Start of THE INPUT
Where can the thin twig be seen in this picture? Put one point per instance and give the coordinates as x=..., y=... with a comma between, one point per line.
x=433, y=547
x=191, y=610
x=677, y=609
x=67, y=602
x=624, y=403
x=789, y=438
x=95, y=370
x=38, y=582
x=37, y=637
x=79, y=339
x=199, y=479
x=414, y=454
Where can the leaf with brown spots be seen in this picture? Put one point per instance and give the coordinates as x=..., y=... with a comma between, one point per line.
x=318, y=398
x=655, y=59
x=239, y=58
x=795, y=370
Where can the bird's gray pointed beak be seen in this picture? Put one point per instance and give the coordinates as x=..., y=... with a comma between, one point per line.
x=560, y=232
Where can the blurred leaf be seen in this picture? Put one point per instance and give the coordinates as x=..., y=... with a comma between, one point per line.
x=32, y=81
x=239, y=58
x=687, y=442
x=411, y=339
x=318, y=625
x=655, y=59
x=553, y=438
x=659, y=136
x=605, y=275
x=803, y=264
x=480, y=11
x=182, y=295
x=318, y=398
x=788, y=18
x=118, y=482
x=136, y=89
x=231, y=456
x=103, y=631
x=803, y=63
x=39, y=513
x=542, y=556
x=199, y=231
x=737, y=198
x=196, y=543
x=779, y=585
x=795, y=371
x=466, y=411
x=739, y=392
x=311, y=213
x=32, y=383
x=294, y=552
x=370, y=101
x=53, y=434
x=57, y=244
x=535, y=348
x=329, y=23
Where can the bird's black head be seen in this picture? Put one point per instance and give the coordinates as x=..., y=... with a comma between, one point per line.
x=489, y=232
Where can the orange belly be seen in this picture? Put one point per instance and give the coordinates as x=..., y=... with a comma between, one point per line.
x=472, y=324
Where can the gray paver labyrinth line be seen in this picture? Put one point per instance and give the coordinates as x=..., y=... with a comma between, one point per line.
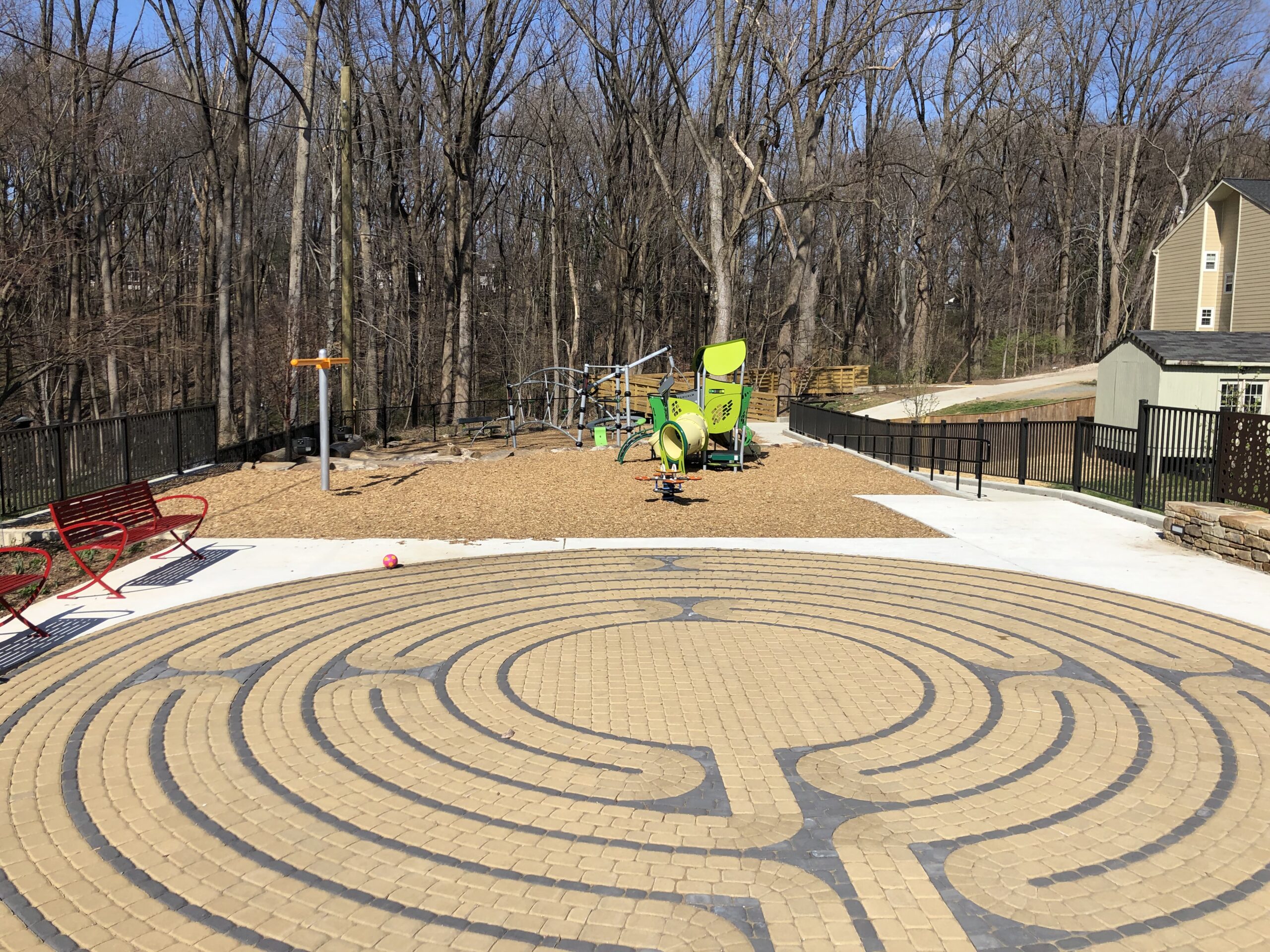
End of THE INPUT
◆ ABOUT THIS EXERCISE ◆
Restate word for word the lines running from the one with "Where can the blurred" to the end of the entries; pictures are to be left out.

◆ TASK OUTPUT ◆
Where can the blurred leaf be seen in this picture? Put one point per instance and give the coordinates as x=..., y=... with a comma between, one point per line.
x=32, y=81
x=239, y=58
x=687, y=442
x=411, y=339
x=318, y=625
x=655, y=59
x=553, y=438
x=659, y=136
x=605, y=275
x=803, y=264
x=480, y=11
x=182, y=295
x=318, y=398
x=788, y=18
x=118, y=482
x=136, y=89
x=231, y=456
x=103, y=631
x=803, y=63
x=39, y=513
x=542, y=556
x=199, y=231
x=737, y=198
x=196, y=543
x=779, y=585
x=795, y=371
x=466, y=411
x=739, y=392
x=311, y=213
x=32, y=383
x=294, y=552
x=370, y=101
x=53, y=434
x=57, y=244
x=535, y=348
x=329, y=23
Where can the bird's black head be seen in this picture? Put one point per instance and give the coordinates as x=..., y=... with a comma between, one point per line.
x=489, y=232
Where can the orange belly be seen in this picture? Put one point per instance and give the coordinates as x=..., y=... with a comma between, one point per line.
x=472, y=324
Where can the gray paver labyrinth line be seen in this picture? Put one point per instance and give the coordinates as x=..., y=... with a comma between, one point per line.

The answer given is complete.